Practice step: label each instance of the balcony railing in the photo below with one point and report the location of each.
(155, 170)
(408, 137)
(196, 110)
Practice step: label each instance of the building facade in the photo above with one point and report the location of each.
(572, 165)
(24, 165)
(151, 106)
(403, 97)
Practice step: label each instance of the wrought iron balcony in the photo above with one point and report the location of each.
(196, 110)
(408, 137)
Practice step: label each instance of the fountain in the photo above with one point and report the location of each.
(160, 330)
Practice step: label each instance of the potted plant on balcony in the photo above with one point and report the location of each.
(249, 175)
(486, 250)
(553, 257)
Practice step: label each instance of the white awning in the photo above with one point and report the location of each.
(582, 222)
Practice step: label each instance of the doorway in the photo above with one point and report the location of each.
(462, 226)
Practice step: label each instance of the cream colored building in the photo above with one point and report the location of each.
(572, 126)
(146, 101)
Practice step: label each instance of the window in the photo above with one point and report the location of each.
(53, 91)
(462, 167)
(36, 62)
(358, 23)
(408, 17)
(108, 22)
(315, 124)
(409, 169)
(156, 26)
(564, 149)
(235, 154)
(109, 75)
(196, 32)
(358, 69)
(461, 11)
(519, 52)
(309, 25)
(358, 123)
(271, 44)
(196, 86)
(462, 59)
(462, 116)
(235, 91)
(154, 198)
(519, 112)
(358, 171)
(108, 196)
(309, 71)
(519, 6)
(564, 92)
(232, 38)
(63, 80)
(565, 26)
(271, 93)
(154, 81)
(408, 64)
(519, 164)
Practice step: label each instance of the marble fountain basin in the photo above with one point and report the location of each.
==
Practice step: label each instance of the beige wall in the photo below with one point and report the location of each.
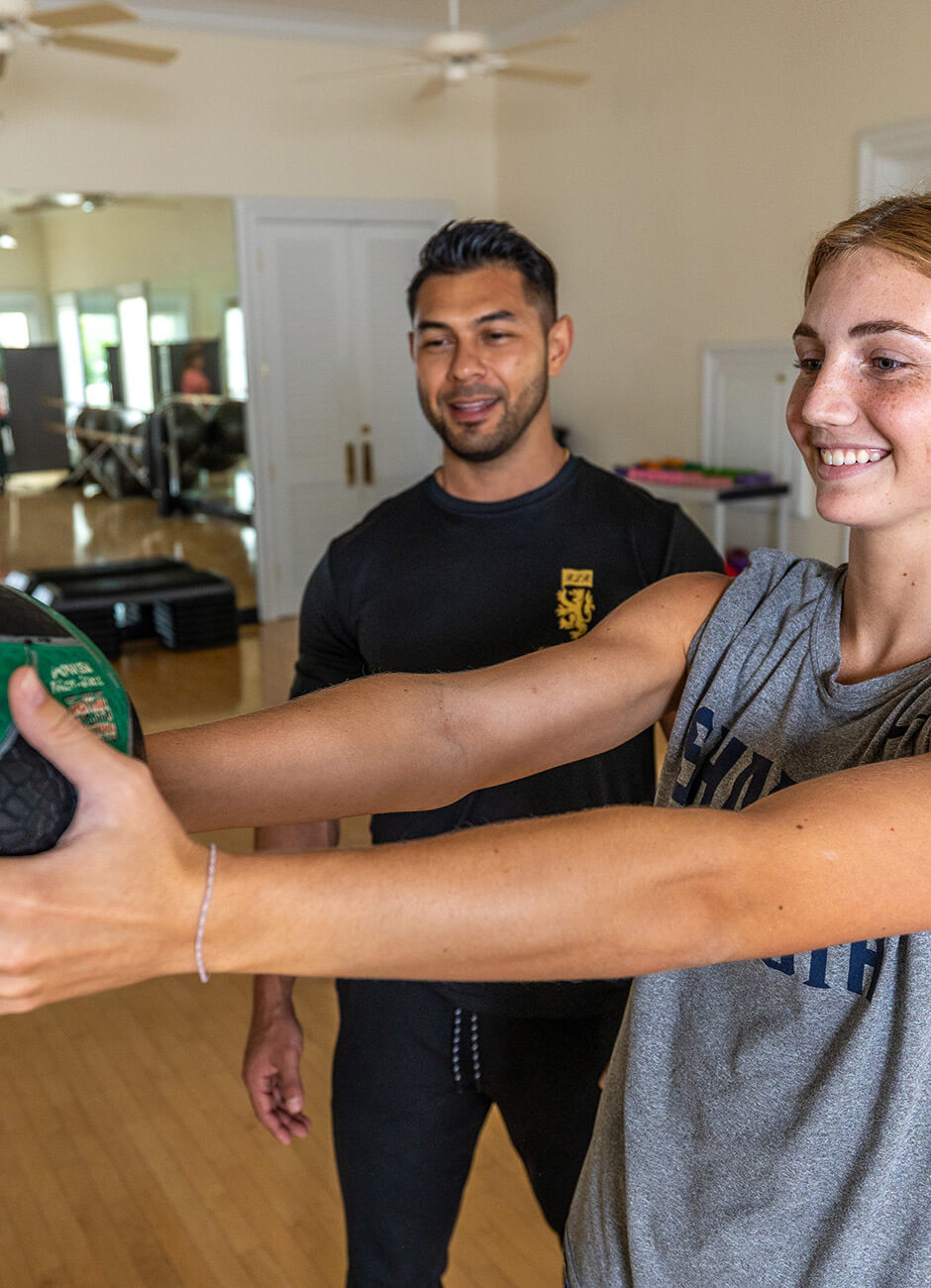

What is required »
Pull out each line of the data above that contains the word "fountain", and copy those lines unchanged.

Correct result »
Practice step: label each instance of the fountain in the photo above with one point and report the location of each.
Practice step: label each instance of the marble fountain basin in the photo above with one point and report the location of each.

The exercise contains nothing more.